Description of the task >> Return each line below that contains the string "grass". Treat uppercase and lowercase as different.

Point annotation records

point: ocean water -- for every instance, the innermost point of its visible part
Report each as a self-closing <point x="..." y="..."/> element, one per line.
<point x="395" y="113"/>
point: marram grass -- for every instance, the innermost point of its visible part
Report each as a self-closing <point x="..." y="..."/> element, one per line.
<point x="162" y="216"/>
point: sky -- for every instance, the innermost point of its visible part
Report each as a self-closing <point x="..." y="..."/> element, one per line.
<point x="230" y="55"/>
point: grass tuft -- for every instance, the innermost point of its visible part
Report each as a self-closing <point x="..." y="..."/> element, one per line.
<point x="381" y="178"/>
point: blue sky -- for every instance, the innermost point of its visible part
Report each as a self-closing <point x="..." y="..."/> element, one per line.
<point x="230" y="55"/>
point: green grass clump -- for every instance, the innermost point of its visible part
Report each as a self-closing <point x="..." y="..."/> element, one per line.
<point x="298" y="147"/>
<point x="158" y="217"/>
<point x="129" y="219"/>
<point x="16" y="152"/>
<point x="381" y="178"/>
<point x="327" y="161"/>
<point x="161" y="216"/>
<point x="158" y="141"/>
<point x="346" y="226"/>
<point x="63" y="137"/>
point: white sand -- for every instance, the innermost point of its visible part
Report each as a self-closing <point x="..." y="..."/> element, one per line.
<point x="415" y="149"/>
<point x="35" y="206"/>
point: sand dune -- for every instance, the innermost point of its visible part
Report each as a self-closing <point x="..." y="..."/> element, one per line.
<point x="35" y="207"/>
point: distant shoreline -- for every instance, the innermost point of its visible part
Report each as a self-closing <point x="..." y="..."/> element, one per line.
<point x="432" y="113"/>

--

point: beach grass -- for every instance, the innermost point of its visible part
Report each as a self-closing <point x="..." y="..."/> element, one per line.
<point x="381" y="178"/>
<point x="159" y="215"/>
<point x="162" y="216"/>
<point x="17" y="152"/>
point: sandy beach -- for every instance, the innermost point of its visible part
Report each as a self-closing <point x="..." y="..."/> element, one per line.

Written reply >>
point: marram grass -- for every instance, the innermost point of its visible part
point: grass tuft -- for every instance, the innermost point of its visible part
point: green grass clump -- for every instance, the innermost point of its visible part
point: beach grass -- for every instance, the innermost point of its visible part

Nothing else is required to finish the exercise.